### [WHAT THE EXERCISE ASKS]
How many lines in the listing below contain the word "wood"? Reply with the number alone.

┄┄┄┄┄┄

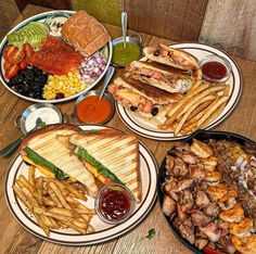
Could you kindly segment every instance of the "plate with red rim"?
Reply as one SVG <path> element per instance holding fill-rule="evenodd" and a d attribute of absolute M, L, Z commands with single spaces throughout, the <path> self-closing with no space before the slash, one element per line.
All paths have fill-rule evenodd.
<path fill-rule="evenodd" d="M 82 130 L 90 129 L 103 129 L 106 127 L 100 125 L 87 125 L 80 126 Z M 108 127 L 107 127 L 108 128 Z M 90 225 L 95 229 L 90 234 L 79 234 L 73 229 L 60 229 L 51 230 L 50 236 L 47 237 L 43 230 L 36 223 L 35 217 L 27 211 L 24 204 L 15 196 L 13 191 L 13 185 L 17 177 L 23 174 L 27 176 L 28 165 L 22 160 L 21 155 L 17 155 L 11 164 L 7 181 L 5 181 L 5 199 L 8 206 L 13 217 L 30 233 L 59 244 L 65 245 L 90 245 L 102 243 L 130 231 L 138 226 L 145 216 L 150 213 L 156 199 L 156 183 L 157 183 L 157 164 L 149 151 L 149 149 L 139 141 L 139 154 L 140 154 L 140 172 L 141 174 L 141 187 L 142 187 L 142 200 L 137 203 L 132 215 L 123 224 L 111 225 L 101 220 L 98 215 L 93 215 Z M 36 177 L 41 176 L 39 170 L 36 170 Z M 89 208 L 94 207 L 94 199 L 88 196 L 86 205 Z"/>
<path fill-rule="evenodd" d="M 221 122 L 223 122 L 234 110 L 235 105 L 238 104 L 241 94 L 242 94 L 242 87 L 243 87 L 243 78 L 242 74 L 239 69 L 239 66 L 230 58 L 227 53 L 223 51 L 214 48 L 212 46 L 207 45 L 202 45 L 199 42 L 183 42 L 183 43 L 172 43 L 169 45 L 169 47 L 177 48 L 177 49 L 182 49 L 184 51 L 188 51 L 189 53 L 193 54 L 195 58 L 197 58 L 199 61 L 204 59 L 207 55 L 219 55 L 223 58 L 226 61 L 229 62 L 231 65 L 231 75 L 230 78 L 226 81 L 230 86 L 230 91 L 229 91 L 229 100 L 217 118 L 214 119 L 209 125 L 205 127 L 205 129 L 212 129 Z M 141 59 L 141 61 L 144 61 L 145 59 Z M 149 138 L 149 139 L 154 139 L 154 140 L 180 140 L 189 137 L 189 135 L 179 135 L 177 137 L 174 136 L 174 132 L 171 130 L 163 130 L 157 128 L 157 126 L 153 123 L 151 123 L 148 119 L 144 119 L 140 116 L 138 116 L 136 113 L 131 112 L 130 110 L 125 109 L 120 104 L 116 103 L 116 111 L 123 120 L 123 123 L 132 131 L 136 134 Z"/>
<path fill-rule="evenodd" d="M 18 30 L 20 28 L 24 27 L 25 25 L 29 24 L 30 22 L 41 22 L 41 23 L 44 23 L 47 20 L 49 20 L 49 17 L 51 18 L 52 16 L 54 15 L 61 15 L 61 16 L 72 16 L 73 14 L 75 13 L 75 11 L 66 11 L 66 10 L 62 10 L 62 11 L 50 11 L 50 12 L 43 12 L 43 13 L 40 13 L 40 14 L 37 14 L 37 15 L 34 15 L 23 22 L 21 22 L 18 25 L 16 25 L 15 27 L 13 27 L 9 34 L 13 33 L 13 31 L 16 31 Z M 56 36 L 57 37 L 57 36 Z M 57 37 L 60 38 L 60 37 Z M 23 96 L 16 91 L 14 91 L 13 89 L 11 89 L 9 86 L 8 86 L 8 80 L 5 77 L 4 77 L 4 69 L 3 69 L 3 64 L 4 64 L 4 59 L 2 56 L 2 52 L 3 52 L 3 49 L 4 47 L 8 45 L 8 39 L 7 39 L 7 36 L 2 39 L 1 43 L 0 43 L 0 81 L 2 82 L 2 85 L 10 91 L 12 92 L 13 94 L 24 99 L 24 100 L 27 100 L 27 101 L 31 101 L 31 102 L 44 102 L 44 103 L 60 103 L 60 102 L 64 102 L 64 101 L 71 101 L 71 100 L 74 100 L 75 98 L 79 97 L 80 94 L 89 91 L 90 89 L 92 89 L 93 87 L 97 86 L 97 84 L 99 84 L 99 81 L 102 79 L 102 77 L 105 75 L 110 64 L 111 64 L 111 59 L 112 59 L 112 42 L 108 41 L 106 47 L 107 47 L 107 63 L 106 63 L 106 66 L 104 68 L 104 71 L 102 72 L 102 74 L 91 84 L 88 84 L 85 86 L 85 89 L 81 90 L 80 92 L 74 94 L 74 96 L 71 96 L 68 98 L 62 98 L 62 99 L 54 99 L 54 100 L 41 100 L 41 99 L 35 99 L 35 98 L 29 98 L 27 96 Z"/>

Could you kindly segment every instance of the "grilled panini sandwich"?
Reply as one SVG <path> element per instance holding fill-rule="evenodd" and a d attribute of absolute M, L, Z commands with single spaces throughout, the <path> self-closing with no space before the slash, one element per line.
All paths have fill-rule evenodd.
<path fill-rule="evenodd" d="M 170 93 L 132 77 L 116 78 L 108 91 L 123 106 L 156 124 L 166 120 L 168 104 L 182 99 L 180 93 Z"/>
<path fill-rule="evenodd" d="M 138 140 L 123 132 L 72 135 L 69 142 L 88 170 L 103 183 L 125 185 L 141 201 Z"/>
<path fill-rule="evenodd" d="M 182 71 L 194 71 L 199 68 L 199 60 L 187 51 L 167 47 L 165 45 L 158 48 L 145 47 L 143 49 L 145 56 L 165 65 L 169 65 Z"/>
<path fill-rule="evenodd" d="M 93 175 L 63 140 L 63 137 L 69 137 L 79 130 L 78 127 L 67 124 L 36 130 L 23 141 L 20 153 L 25 162 L 35 165 L 44 175 L 61 180 L 69 177 L 85 185 L 89 194 L 95 196 L 98 186 Z"/>
<path fill-rule="evenodd" d="M 131 77 L 168 92 L 187 92 L 193 84 L 193 77 L 171 66 L 157 62 L 133 61 L 125 77 Z"/>

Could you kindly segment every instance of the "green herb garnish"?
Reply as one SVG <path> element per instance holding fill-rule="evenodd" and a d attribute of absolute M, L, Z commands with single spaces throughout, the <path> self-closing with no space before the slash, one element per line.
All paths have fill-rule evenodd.
<path fill-rule="evenodd" d="M 148 234 L 144 238 L 152 239 L 156 234 L 155 229 L 152 228 L 149 230 Z"/>
<path fill-rule="evenodd" d="M 46 158 L 40 156 L 38 153 L 36 153 L 30 148 L 26 147 L 24 149 L 24 151 L 26 152 L 28 158 L 31 160 L 34 163 L 44 166 L 44 167 L 49 168 L 50 170 L 52 170 L 57 180 L 67 180 L 69 178 L 62 169 L 56 167 L 54 164 L 48 162 Z"/>

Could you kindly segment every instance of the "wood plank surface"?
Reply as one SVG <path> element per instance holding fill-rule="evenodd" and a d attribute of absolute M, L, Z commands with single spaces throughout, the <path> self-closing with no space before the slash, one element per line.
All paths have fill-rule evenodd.
<path fill-rule="evenodd" d="M 33 15 L 40 10 L 41 12 L 46 11 L 46 9 L 28 5 L 23 13 L 23 18 Z M 120 35 L 118 27 L 107 25 L 106 28 L 113 37 Z M 144 46 L 156 45 L 157 42 L 170 42 L 170 40 L 144 34 L 142 37 Z M 256 63 L 239 58 L 235 58 L 234 60 L 244 78 L 242 98 L 234 112 L 216 129 L 234 131 L 256 140 L 256 90 L 254 86 L 254 80 L 256 79 Z M 119 72 L 121 71 L 118 69 L 117 75 Z M 101 85 L 97 88 L 100 86 Z M 30 104 L 30 102 L 14 97 L 3 88 L 3 86 L 0 86 L 0 148 L 9 144 L 13 139 L 21 135 L 20 130 L 13 125 L 13 118 L 17 113 L 24 111 Z M 57 106 L 64 113 L 71 114 L 73 112 L 74 101 L 61 103 L 57 104 Z M 121 123 L 117 114 L 115 114 L 107 125 L 118 127 L 126 132 L 131 132 Z M 138 138 L 152 151 L 158 165 L 161 165 L 171 142 L 157 142 L 139 136 Z M 16 223 L 4 200 L 5 176 L 14 156 L 15 154 L 10 158 L 0 158 L 0 228 L 2 229 L 0 237 L 0 253 L 191 253 L 191 251 L 189 251 L 189 249 L 171 233 L 168 226 L 165 224 L 157 203 L 154 205 L 149 216 L 132 231 L 103 244 L 92 246 L 63 246 L 34 237 Z M 152 240 L 143 239 L 151 228 L 156 230 L 156 236 Z"/>
<path fill-rule="evenodd" d="M 199 38 L 207 0 L 126 0 L 128 27 L 176 41 Z"/>
<path fill-rule="evenodd" d="M 199 41 L 256 60 L 255 0 L 209 0 Z"/>

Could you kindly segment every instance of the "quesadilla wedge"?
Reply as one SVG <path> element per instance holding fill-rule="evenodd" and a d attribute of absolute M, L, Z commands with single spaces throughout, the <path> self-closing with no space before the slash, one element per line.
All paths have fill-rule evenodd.
<path fill-rule="evenodd" d="M 141 201 L 138 140 L 120 131 L 72 135 L 69 142 L 88 170 L 103 183 L 125 185 L 137 202 Z"/>
<path fill-rule="evenodd" d="M 180 93 L 164 91 L 132 77 L 118 77 L 107 89 L 123 106 L 155 124 L 166 120 L 168 104 L 183 98 Z"/>
<path fill-rule="evenodd" d="M 199 60 L 187 51 L 159 45 L 158 49 L 145 47 L 145 56 L 162 64 L 166 64 L 182 71 L 195 71 L 199 68 Z"/>
<path fill-rule="evenodd" d="M 139 79 L 171 93 L 187 92 L 194 81 L 190 73 L 157 62 L 133 61 L 126 71 L 125 77 Z"/>
<path fill-rule="evenodd" d="M 94 177 L 79 157 L 72 153 L 65 139 L 65 136 L 69 137 L 79 130 L 78 127 L 67 124 L 36 130 L 23 141 L 20 153 L 25 162 L 35 165 L 44 175 L 60 180 L 71 178 L 85 185 L 88 193 L 95 196 L 98 186 Z"/>

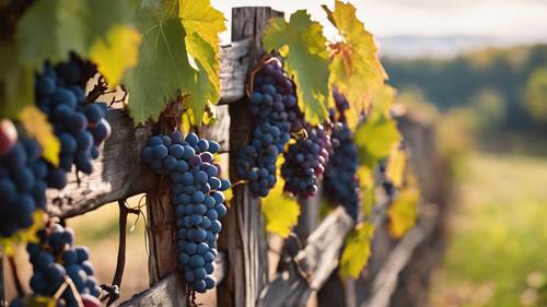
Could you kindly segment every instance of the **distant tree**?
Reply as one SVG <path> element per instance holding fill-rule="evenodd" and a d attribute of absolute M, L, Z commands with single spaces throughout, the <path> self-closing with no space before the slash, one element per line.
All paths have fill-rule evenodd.
<path fill-rule="evenodd" d="M 524 106 L 537 123 L 547 123 L 547 69 L 536 69 L 526 82 Z"/>

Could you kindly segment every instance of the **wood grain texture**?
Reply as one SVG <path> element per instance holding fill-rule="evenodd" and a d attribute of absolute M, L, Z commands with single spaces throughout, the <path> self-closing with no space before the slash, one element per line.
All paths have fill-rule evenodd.
<path fill-rule="evenodd" d="M 231 103 L 245 95 L 248 51 L 249 40 L 221 47 L 221 103 Z M 228 138 L 218 135 L 228 135 L 228 110 L 225 106 L 219 106 L 217 111 L 222 114 L 222 118 L 219 116 L 222 125 L 212 126 L 209 137 L 224 141 L 225 146 Z M 65 189 L 48 190 L 47 211 L 50 215 L 72 217 L 154 188 L 159 177 L 141 165 L 139 158 L 140 149 L 151 134 L 151 127 L 133 128 L 131 118 L 119 109 L 109 111 L 106 119 L 112 126 L 112 137 L 101 146 L 100 157 L 93 162 L 93 174 L 80 174 L 80 182 L 75 173 L 69 174 L 69 184 Z"/>
<path fill-rule="evenodd" d="M 309 237 L 307 244 L 264 290 L 257 306 L 304 306 L 313 291 L 317 291 L 338 267 L 338 258 L 353 220 L 342 208 L 336 209 Z M 307 275 L 307 278 L 304 278 Z"/>
<path fill-rule="evenodd" d="M 219 253 L 214 263 L 214 280 L 222 283 L 226 271 L 224 253 Z M 187 306 L 187 295 L 184 294 L 185 282 L 181 274 L 173 272 L 152 285 L 149 290 L 136 294 L 120 307 L 149 307 L 149 306 Z"/>
<path fill-rule="evenodd" d="M 261 59 L 261 34 L 271 16 L 281 16 L 269 8 L 236 8 L 232 11 L 232 42 L 249 42 L 249 69 Z M 247 72 L 245 72 L 247 75 Z M 230 104 L 230 151 L 237 153 L 248 144 L 254 126 L 246 107 L 247 101 Z M 237 181 L 235 155 L 230 155 L 230 179 Z M 234 198 L 225 217 L 219 246 L 228 251 L 226 282 L 218 287 L 219 306 L 247 307 L 255 302 L 268 278 L 267 246 L 259 200 L 247 185 L 233 189 Z"/>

┄┄┄┄┄┄

### [FINAL RESULT]
2